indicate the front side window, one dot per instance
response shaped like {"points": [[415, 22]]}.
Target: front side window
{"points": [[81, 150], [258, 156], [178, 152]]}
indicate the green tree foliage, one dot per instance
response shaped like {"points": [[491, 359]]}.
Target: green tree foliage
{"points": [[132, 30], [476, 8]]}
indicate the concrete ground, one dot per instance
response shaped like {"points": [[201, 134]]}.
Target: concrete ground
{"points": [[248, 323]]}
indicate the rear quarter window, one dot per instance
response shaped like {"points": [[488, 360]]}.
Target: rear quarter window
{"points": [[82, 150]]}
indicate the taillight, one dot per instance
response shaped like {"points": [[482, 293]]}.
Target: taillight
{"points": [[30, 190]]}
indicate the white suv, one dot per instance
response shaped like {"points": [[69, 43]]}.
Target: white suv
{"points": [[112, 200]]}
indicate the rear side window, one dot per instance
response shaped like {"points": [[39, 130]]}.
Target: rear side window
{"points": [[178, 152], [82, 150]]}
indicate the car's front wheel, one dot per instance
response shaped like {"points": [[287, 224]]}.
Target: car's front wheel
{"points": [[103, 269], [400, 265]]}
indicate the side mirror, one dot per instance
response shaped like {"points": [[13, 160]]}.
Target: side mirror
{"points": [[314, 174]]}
******
Required action:
List the lines of the entries that include "instance".

Answer section:
indicate the front side window, one dot per instance
indicate the green tree foliage, one dot per instance
indicate the concrete ground, one dot per instance
indicate the rear quarter window, one dot per instance
indicate the taillight, one dot per instance
indicate the white suv, one dot per instance
indicate the rear side window, one dot per instance
indicate the car's front wheel, one dot per instance
indicate the side mirror, one dot per instance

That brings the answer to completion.